▶ **EXERCISE A**:
Retype the records from their start through the line containing "[1063,162,1091,185]", inclusive.

▶ **SOURCE TEXT**:
SECURITIES AND EXCHANGE COMMISSION
                             Washington, D.C. 20549

                      -------------------------------------

                                    FORM 8-K

                Current Report Pursuant to Section 13 or 15(d) of
                       The Securities Exchange Act of 1934

                      -------------------------------------

         Date of report (Date of earliest event reported): July 7, 2005

                             USA TECHNOLOGIES, INC.
             (Exact name of registrant as specified in its charter)

    Pennsylvania               33-70992              23-2679963

   (State or other         (Commission File    (I.R.S. Employer
   jurisdiction of              Number)         Identification No.)
   incorporation or
    organization)


                          100 Deerfield Lane, Suite 140
                           Malvern, Pennsylvania 19355
              (Address of principal executive offices and zip code)

        Registrant's telephone number, including area code: 610-989-0340

                                       n/a
           Former name or former address, if changed since last report


Check the appropriate box below if the Form 8-K filing is intended to
simultaneously satisfy the filing obligation of the registrant under any of the
following provisions:

|_|   Written communications pursuant to Rule 425 under the Securities Act (17
      CFR 230.425)

|_|   Soliciting material pursuant to Rule 14a-12 under the Exchange Act (17 CFR
      240.14a-12)

|_|   Pre-commencement communications pursuant to Rule 14d-2(b) under the
      Exchange Act (17 CFR 240.14d-2(b))

|_|   Pre-commencement communications pursuant to Rule 13e-4(c) under the
      Exchange Act (17 CFR 240.13e-4(c))

▶ **EXERCISE DATA**:
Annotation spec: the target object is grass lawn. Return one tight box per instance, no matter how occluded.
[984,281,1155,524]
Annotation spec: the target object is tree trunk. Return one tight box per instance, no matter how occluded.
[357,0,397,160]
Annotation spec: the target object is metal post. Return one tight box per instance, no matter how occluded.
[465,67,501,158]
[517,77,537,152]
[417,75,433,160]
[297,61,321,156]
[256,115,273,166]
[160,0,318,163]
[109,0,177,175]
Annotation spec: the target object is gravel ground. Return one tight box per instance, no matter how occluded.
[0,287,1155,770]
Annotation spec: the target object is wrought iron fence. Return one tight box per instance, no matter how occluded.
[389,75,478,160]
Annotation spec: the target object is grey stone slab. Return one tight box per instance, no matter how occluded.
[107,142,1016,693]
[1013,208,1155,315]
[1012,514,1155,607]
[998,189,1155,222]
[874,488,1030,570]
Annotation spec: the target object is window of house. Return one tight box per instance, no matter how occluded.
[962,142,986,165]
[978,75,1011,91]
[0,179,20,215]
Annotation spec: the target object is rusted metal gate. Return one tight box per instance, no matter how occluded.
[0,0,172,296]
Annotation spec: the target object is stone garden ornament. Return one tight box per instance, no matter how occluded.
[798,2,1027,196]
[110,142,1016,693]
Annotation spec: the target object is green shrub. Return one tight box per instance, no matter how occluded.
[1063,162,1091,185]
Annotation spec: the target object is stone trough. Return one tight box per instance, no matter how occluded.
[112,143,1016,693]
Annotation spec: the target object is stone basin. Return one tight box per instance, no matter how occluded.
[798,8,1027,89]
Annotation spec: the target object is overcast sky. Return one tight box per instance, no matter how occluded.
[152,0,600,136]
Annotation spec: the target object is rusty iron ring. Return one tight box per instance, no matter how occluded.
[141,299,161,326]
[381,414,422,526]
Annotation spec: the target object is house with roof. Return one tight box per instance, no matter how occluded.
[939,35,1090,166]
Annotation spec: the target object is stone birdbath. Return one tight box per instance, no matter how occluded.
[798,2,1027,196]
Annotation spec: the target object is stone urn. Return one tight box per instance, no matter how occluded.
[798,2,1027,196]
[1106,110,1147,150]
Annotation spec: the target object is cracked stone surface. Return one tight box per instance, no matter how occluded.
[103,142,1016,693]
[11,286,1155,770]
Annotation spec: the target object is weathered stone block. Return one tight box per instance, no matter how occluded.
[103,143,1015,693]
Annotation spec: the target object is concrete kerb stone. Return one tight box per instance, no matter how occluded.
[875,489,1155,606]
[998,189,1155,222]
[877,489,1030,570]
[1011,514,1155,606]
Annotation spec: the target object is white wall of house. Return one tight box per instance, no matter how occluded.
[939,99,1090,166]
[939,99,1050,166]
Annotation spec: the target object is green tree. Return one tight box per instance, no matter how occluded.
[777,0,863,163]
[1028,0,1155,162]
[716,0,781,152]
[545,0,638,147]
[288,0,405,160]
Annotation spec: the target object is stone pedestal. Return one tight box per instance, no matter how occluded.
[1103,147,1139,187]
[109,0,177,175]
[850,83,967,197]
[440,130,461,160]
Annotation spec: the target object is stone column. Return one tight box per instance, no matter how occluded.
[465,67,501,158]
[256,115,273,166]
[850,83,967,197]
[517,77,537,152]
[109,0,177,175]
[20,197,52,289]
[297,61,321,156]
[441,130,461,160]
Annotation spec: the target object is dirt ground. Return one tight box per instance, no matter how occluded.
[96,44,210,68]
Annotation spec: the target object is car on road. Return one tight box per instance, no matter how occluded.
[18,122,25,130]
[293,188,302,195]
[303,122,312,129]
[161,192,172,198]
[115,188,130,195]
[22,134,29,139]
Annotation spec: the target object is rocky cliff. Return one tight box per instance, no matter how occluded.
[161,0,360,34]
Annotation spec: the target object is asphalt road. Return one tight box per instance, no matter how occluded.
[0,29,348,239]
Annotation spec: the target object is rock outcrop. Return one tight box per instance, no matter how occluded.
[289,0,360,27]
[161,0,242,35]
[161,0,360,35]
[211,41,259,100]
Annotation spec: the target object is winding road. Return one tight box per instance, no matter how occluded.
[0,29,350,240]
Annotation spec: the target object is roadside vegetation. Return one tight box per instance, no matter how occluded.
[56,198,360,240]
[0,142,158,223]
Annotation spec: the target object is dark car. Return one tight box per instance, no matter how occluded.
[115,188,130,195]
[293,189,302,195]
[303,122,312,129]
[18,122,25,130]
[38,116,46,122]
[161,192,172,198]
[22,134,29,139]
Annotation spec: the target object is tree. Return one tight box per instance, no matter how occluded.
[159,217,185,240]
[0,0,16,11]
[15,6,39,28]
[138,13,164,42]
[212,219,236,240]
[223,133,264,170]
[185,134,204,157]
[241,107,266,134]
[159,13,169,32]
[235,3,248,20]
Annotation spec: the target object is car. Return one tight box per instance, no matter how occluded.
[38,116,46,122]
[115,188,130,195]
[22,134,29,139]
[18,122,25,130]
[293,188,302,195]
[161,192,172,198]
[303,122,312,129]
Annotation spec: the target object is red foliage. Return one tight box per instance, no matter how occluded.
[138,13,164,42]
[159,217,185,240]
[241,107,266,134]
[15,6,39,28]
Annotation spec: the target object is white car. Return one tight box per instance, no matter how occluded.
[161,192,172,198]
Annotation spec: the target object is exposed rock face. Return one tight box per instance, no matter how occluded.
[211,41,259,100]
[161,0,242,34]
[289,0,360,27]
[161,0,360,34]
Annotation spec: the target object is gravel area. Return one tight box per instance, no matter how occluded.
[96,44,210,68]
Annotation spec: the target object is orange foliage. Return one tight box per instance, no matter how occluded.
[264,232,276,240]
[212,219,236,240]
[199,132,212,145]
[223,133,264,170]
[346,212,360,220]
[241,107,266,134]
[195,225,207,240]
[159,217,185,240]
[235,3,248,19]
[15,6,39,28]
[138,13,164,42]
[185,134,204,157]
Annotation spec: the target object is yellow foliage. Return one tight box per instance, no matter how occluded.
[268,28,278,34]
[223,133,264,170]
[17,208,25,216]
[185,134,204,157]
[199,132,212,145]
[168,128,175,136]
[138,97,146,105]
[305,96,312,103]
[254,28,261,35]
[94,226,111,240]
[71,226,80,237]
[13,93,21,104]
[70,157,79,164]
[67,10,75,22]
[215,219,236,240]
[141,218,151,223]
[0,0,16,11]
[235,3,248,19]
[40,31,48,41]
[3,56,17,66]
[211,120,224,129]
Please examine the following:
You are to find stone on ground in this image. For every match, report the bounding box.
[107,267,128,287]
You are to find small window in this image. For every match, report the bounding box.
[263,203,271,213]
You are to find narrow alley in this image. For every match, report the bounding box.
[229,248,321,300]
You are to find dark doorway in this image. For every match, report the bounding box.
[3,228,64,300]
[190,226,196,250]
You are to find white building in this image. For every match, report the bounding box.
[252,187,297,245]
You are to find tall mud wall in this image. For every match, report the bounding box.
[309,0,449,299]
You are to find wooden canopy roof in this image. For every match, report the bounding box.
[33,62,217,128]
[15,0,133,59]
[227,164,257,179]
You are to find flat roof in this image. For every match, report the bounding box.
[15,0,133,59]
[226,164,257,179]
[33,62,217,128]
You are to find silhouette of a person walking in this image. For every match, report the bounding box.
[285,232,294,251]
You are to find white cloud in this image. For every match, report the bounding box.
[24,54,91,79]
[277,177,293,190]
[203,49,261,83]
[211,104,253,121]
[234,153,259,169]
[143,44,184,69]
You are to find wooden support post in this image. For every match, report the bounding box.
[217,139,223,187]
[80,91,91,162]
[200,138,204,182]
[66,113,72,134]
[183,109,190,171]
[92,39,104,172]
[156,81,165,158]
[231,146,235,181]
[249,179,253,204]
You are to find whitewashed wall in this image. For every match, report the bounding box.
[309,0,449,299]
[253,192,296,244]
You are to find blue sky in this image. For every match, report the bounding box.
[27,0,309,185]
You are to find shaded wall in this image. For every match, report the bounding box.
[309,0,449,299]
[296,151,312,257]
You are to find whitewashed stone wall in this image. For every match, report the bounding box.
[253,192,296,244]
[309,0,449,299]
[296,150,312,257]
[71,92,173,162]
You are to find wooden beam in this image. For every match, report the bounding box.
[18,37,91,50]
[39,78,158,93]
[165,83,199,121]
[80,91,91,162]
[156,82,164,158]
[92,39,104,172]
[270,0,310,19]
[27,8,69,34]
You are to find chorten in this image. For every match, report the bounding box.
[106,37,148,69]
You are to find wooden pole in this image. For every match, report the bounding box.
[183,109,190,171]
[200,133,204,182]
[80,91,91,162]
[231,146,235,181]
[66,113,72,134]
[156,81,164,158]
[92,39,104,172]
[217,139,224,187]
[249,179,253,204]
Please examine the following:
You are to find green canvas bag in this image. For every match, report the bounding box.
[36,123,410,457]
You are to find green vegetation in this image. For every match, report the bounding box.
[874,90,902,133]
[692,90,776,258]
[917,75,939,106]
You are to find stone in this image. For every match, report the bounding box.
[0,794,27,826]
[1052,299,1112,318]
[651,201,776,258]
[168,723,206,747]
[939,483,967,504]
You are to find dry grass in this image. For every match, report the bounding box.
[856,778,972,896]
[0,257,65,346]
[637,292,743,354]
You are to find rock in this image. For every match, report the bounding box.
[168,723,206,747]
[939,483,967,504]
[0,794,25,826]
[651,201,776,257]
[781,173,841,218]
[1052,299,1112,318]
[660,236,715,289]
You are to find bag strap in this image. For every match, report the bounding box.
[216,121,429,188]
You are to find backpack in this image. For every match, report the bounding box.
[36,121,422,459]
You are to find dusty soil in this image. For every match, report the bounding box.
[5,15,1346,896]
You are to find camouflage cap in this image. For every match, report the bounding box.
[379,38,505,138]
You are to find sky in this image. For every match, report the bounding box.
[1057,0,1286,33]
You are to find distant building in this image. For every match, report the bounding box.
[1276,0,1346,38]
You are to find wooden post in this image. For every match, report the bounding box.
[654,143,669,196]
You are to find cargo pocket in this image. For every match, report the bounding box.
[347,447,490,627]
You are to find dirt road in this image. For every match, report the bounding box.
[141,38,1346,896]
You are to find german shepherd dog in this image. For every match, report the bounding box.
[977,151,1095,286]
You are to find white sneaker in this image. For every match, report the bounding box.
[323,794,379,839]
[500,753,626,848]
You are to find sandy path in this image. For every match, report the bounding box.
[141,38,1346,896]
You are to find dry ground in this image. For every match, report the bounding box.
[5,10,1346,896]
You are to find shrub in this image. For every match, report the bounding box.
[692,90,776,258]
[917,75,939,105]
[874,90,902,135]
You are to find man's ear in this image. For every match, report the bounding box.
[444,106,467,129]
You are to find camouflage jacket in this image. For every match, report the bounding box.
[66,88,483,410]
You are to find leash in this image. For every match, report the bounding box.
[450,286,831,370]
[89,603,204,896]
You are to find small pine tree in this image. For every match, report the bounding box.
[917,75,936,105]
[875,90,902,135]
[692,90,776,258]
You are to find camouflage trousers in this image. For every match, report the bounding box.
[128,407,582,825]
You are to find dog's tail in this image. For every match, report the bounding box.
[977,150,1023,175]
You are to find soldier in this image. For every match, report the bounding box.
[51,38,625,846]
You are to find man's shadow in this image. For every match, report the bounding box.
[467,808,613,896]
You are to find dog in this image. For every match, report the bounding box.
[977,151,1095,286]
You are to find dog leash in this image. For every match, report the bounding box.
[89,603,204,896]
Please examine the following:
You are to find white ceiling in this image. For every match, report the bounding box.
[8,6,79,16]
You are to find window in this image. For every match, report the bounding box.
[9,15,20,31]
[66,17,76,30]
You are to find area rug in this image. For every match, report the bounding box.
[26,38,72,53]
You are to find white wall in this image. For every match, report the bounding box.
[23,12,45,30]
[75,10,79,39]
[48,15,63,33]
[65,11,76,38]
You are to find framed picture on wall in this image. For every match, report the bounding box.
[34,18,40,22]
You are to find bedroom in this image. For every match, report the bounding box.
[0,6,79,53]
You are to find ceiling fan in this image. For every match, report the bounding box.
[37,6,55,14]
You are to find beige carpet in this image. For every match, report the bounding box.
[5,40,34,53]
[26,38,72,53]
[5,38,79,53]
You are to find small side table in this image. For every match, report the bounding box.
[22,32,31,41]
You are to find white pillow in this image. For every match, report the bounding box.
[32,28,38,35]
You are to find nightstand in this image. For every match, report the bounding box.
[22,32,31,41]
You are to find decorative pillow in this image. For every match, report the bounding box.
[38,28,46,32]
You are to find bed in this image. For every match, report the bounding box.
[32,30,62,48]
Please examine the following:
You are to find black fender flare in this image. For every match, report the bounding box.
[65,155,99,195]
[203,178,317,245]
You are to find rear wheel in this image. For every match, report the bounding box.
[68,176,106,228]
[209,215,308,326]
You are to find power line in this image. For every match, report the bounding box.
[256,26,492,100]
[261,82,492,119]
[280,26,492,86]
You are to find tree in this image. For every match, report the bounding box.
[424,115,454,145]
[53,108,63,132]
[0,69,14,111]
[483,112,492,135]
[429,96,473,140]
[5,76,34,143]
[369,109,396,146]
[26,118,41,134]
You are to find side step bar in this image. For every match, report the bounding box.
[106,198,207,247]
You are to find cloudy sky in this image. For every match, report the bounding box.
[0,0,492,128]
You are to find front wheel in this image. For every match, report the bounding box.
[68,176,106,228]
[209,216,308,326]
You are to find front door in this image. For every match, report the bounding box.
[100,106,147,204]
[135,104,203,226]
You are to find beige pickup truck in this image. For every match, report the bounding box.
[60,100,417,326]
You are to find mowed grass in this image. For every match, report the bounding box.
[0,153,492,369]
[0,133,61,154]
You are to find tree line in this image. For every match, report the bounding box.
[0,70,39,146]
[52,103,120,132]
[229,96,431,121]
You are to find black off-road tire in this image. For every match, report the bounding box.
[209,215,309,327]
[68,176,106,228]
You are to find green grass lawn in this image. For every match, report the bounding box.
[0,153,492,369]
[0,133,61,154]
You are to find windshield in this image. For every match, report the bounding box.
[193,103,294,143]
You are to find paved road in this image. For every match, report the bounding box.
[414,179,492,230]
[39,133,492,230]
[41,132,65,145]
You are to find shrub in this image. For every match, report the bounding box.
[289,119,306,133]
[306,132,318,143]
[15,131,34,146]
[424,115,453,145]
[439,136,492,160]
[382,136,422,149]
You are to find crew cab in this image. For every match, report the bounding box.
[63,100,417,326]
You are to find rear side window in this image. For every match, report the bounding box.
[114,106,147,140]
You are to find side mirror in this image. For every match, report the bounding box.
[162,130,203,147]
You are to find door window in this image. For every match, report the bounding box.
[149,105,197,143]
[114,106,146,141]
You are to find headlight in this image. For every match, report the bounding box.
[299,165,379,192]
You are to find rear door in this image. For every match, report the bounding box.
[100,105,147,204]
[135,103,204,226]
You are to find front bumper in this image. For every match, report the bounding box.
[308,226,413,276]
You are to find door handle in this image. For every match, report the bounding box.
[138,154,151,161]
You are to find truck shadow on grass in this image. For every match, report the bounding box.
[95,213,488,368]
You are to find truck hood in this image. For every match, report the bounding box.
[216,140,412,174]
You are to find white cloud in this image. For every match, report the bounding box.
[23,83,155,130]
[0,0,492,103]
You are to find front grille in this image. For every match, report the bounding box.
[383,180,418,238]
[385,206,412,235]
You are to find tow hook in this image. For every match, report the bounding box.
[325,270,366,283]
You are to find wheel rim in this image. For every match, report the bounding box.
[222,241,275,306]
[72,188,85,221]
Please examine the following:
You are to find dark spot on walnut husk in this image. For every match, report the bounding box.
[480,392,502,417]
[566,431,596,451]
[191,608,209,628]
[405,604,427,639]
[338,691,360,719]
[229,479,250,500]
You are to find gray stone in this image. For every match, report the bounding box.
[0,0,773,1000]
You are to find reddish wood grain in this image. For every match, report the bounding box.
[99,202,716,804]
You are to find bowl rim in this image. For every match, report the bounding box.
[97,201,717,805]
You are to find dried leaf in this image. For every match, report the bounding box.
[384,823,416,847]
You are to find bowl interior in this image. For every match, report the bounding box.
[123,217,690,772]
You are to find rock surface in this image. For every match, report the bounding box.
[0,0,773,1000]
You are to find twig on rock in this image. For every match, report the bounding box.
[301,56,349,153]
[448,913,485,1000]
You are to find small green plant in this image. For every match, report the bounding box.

▶ **EXERCISE B**:
List every rule that the checkbox provisions in the Form 8-K filing cite by rule number.

▶ **TASK RESULT A**:
Annotation spec: the target object is grass lawn. Return one tight box per instance, no matter how occluded.
[984,281,1155,524]
Annotation spec: the target object is tree trunk. Return one tight box per instance, no matter how occluded.
[357,0,397,160]
Annotation spec: the target object is metal post. Return one tight box per instance, no matter how occluded.
[465,67,501,158]
[517,77,537,152]
[417,75,433,160]
[297,61,321,156]
[256,115,273,166]
[160,0,318,163]
[109,0,177,175]
Annotation spec: the target object is gravel ground. Return one tight box per instance, no matter how occluded.
[0,287,1155,770]
Annotation spec: the target object is wrought iron fence. Return one tight box per instance, no matter how occluded.
[389,75,478,160]
Annotation spec: the target object is grey stone slab. Return one tight box per instance, no matter how occluded.
[107,142,1016,693]
[1013,208,1155,315]
[1012,514,1155,607]
[998,189,1155,222]
[874,488,1030,570]
Annotation spec: the target object is window of house. Return one tight box per instance, no matter how occluded.
[962,142,986,165]
[978,75,1011,91]
[0,179,20,215]
Annotation spec: the target object is rusted metal gate. Return one tight box per instance, no matter how occluded.
[0,0,172,296]
Annotation spec: the target object is stone garden ornament. Return one tight box per instance, no matter how occluded.
[798,2,1027,196]
[110,142,1016,693]
Annotation spec: the target object is green shrub. Return one tight box per instance, no matter how occluded.
[1063,162,1091,185]

▶ **TASK RESULT B**:
Rule 425
Rule 14a-12
Rule 14d-2(b)
Rule 13e-4(c)